(Stored records)
——

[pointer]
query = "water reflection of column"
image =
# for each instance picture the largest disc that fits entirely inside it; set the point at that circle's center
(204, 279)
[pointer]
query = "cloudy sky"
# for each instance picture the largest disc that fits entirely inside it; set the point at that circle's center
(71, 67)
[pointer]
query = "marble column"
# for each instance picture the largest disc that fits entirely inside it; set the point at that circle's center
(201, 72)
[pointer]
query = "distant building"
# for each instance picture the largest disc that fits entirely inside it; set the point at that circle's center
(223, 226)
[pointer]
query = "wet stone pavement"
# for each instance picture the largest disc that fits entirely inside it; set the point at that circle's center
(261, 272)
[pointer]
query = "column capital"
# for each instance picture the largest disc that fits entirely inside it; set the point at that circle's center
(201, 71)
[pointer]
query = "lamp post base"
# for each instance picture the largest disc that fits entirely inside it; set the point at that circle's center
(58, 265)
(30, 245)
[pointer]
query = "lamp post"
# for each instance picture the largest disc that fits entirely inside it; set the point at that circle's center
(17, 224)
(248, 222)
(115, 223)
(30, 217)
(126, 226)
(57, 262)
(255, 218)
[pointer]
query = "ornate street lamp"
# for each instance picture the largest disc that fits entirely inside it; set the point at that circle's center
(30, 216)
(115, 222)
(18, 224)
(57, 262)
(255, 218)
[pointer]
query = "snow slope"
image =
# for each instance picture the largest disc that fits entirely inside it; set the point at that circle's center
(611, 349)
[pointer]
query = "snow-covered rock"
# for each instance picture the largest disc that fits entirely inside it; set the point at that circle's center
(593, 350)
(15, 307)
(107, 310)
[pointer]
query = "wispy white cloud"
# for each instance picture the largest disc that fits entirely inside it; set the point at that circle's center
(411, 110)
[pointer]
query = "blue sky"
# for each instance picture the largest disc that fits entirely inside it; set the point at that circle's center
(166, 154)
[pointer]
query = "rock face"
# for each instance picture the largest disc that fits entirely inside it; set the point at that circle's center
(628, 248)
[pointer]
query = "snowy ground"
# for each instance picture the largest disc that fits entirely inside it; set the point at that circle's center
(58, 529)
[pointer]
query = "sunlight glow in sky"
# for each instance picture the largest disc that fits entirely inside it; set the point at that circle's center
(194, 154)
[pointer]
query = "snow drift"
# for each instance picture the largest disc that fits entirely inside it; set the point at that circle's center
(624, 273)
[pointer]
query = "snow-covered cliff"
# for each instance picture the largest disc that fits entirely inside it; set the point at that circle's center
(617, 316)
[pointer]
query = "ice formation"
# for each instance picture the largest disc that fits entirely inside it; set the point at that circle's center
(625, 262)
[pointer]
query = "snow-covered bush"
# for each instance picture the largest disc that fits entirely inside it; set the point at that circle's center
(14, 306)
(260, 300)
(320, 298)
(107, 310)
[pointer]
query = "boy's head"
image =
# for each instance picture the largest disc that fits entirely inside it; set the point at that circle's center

——

#### [Work to complete]
Repeat each record in full; every line must match exactly.

#### [Completed task]
[pointer]
query = "water reflection of column"
image =
# for each instance picture the largest disc that fits entirely inside it; set the point at that circle's center
(204, 279)
[pointer]
query = "cloudy sky"
# for each instance picture the largest disc that fits entirely inside it; set the point at that circle's center
(71, 67)
[pointer]
query = "marble column"
# for each instance picture the largest disc that fits entirely inside it; set the point at that circle's center
(201, 72)
[pointer]
query = "distant building"
# for each instance picture the largest disc that fits entirely inside it; set the point at that circle's center
(223, 226)
[pointer]
query = "wet stone pavement"
# for each instance picture the largest disc that fits entirely inside it; set the point at that circle's center
(261, 272)
[pointer]
query = "column capital"
# for each instance picture the largest disc that fits entirely inside it; set the point at that circle's center
(201, 71)
[pointer]
query = "lamp post base"
# for each instance picture the largest disc that fits entirely inside it; set the point at that circle's center
(58, 265)
(30, 245)
[pointer]
query = "lamp post"
# for each instance picture the largest disc that fits entirely inside it; set the point at that circle's center
(17, 224)
(248, 222)
(115, 223)
(30, 217)
(126, 226)
(57, 262)
(255, 218)
[pointer]
query = "ornate street lamp"
# for each instance picture the largest disc that fits entirely inside it; set the point at that circle's center
(30, 216)
(115, 222)
(18, 224)
(57, 262)
(255, 218)
[pointer]
query = "snow slope"
image =
# for each instance picture the largest disc that fits entirely inside it; set the point at that circle's center
(611, 349)
[pointer]
query = "snow-covered rock"
# for each instance picture the largest disc that fits entirely inside it; set the point at that circle's center
(593, 350)
(15, 307)
(107, 310)
[pointer]
query = "wispy white cloud"
# for each instance picture the largest disc that fits entirely inside it; set the point at that circle's center
(411, 110)
[pointer]
query = "blue sky"
# for each instance picture the largest disc that fits entirely inside it; set the point at that circle's center
(166, 154)
[pointer]
query = "rock face"
# for each instance picture the largest disc that fits entirely inside it; set the point at that circle's center
(628, 248)
[pointer]
query = "snowy ground"
# for each instance picture the largest disc that fits entirely inside it; set the point at that circle's center
(58, 529)
[pointer]
query = "sunlight glow in sky"
# for each instance picture the largest disc that fits entirely inside it; set the point at that circle's center
(194, 154)
[pointer]
query = "snow drift"
# for each instance picture the largest disc that fits entirely inside it; set the point at that circle's center
(624, 273)
[pointer]
query = "snow-covered cliff"
# for each instance picture the largest disc that fits entirely inside it; set the point at that circle's center
(617, 316)
[pointer]
query = "ice formation"
# for each instance picture the largest disc that fits entirely inside it; set the point at that circle's center
(625, 262)
[pointer]
query = "snow-covered bush"
# for each instance picture the largest disc that fits entirely inside it; set the point at that circle's center
(14, 306)
(260, 300)
(320, 298)
(107, 310)
[pointer]
query = "boy's head"
image =
# for each instance picture the largest disc that fits entirely inside it; set the point at that circle's center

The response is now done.